**Data entries:**
- - - - - - -
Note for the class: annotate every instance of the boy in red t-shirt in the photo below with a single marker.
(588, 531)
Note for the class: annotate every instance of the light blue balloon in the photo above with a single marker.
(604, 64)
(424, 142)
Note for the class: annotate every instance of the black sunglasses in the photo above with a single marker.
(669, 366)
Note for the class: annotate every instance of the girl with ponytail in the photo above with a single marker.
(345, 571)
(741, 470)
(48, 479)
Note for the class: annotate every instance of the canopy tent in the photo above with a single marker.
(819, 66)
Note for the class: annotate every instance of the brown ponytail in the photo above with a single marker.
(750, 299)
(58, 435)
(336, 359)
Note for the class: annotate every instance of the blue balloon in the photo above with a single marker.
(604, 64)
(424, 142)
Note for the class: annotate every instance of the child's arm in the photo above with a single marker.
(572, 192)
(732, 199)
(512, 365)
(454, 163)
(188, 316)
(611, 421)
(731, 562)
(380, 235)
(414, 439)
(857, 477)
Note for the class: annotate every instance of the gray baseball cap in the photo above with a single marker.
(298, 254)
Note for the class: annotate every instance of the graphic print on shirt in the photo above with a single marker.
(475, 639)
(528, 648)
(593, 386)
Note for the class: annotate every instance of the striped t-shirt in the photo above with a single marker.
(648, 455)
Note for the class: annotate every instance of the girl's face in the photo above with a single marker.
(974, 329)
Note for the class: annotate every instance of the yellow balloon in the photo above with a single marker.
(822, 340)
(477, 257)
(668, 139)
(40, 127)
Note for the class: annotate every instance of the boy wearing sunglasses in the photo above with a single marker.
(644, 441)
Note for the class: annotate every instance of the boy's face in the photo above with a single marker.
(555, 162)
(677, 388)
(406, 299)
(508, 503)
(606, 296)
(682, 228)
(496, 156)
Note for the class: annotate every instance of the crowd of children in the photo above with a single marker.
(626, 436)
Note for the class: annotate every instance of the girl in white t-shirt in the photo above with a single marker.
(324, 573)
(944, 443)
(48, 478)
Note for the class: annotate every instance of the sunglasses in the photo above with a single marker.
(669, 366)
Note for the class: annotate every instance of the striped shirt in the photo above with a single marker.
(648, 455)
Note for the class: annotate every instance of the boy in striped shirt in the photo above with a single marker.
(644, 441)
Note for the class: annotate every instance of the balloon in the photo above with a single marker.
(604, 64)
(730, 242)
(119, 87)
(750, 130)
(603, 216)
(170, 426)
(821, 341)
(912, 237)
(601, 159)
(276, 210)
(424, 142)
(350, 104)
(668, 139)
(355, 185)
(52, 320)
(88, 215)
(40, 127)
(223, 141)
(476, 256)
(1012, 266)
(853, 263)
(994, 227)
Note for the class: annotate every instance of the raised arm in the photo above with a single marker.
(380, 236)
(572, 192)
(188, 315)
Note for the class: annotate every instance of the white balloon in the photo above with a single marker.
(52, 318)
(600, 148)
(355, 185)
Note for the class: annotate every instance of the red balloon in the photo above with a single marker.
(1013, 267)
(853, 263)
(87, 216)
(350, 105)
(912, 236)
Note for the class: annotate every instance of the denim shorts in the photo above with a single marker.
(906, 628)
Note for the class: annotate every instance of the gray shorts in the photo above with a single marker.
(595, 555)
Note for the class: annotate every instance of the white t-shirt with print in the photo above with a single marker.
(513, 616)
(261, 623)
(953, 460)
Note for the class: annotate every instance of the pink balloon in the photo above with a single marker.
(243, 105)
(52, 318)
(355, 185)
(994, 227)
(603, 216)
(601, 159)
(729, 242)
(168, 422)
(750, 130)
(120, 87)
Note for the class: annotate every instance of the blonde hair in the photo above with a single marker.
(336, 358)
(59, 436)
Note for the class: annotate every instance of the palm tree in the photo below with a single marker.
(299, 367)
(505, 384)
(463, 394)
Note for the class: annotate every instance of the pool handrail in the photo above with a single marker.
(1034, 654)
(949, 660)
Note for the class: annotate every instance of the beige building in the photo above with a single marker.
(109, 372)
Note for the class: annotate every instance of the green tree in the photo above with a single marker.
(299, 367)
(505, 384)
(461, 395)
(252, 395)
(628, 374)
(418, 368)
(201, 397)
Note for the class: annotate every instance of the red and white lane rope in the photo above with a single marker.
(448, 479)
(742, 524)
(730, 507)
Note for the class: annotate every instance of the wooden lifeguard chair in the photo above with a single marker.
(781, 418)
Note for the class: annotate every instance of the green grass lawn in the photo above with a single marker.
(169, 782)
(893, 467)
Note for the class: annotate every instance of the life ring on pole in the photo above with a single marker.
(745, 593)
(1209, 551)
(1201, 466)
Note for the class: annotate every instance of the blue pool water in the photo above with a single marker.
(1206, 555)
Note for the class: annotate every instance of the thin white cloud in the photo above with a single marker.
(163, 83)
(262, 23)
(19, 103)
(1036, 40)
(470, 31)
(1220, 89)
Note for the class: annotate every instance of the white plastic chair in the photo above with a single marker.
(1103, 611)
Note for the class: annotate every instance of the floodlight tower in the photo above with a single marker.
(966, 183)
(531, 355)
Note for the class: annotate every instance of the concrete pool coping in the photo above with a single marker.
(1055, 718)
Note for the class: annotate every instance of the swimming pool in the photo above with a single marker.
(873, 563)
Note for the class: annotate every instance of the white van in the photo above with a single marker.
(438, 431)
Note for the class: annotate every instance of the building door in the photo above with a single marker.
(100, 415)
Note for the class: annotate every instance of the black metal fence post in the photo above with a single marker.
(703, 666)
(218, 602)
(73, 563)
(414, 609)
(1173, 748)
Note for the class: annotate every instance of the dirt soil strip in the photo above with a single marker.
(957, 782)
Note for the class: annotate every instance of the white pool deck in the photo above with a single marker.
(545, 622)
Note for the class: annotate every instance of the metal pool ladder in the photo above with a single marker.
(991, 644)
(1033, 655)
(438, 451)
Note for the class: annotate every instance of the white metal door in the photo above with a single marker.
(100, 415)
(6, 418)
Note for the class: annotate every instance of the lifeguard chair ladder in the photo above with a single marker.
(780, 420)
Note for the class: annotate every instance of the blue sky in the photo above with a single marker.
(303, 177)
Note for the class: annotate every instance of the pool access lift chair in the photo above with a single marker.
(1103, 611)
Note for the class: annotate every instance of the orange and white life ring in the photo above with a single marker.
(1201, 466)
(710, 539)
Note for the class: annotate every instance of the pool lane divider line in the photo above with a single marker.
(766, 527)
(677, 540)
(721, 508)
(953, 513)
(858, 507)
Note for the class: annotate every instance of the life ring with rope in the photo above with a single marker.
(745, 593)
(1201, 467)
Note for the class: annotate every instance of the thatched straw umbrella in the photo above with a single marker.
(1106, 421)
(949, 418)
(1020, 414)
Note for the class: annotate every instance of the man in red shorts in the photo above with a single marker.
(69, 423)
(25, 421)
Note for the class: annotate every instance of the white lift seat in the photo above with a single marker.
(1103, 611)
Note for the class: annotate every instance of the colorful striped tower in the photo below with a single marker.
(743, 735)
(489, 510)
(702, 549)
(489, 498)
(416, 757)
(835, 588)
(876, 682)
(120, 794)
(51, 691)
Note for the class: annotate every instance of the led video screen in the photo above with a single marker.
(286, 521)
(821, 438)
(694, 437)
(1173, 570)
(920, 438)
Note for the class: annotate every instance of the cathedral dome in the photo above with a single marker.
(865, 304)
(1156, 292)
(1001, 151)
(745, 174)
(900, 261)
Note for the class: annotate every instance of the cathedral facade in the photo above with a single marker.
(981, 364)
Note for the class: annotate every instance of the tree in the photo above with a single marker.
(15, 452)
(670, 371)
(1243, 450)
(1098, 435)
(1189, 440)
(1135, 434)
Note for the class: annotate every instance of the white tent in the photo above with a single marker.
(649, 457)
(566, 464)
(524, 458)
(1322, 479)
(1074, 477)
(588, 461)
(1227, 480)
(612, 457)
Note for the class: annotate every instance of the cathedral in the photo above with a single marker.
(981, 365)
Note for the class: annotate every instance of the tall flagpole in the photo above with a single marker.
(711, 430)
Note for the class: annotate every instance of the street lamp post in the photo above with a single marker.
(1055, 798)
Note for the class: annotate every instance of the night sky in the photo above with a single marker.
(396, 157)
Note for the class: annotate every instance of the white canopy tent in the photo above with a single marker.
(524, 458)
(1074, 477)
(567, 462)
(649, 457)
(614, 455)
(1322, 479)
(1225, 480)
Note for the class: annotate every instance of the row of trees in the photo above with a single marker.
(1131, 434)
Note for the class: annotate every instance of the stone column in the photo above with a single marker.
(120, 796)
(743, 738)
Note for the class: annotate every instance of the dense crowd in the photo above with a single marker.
- - - - - - -
**ACTIVITY:** Beginning with the line that holds "Note for the class: annotate every instance of the street", please give again each line exactly until the records end, and include that final line.

**THE ANSWER:**
Note for the class: annotate every instance of the street lamp post in the photo above with a single marker.
(1055, 798)
Note for the class: annotate every instance of the night sky in the photo above with a single marker.
(396, 157)
Note for the class: annotate every instance of the white canopy tent in the photo above with a single marker.
(524, 458)
(1074, 477)
(567, 462)
(649, 457)
(614, 455)
(1322, 479)
(1225, 480)
Note for the class: annotate every instance of the row of trees in the photo above with a single marker.
(1131, 434)
Note for the class: annotate every instance of the stone column in the photo above with a single marker.
(120, 796)
(743, 738)
Note for the class: annotate every instance of the dense crowd in the photo above with a single marker.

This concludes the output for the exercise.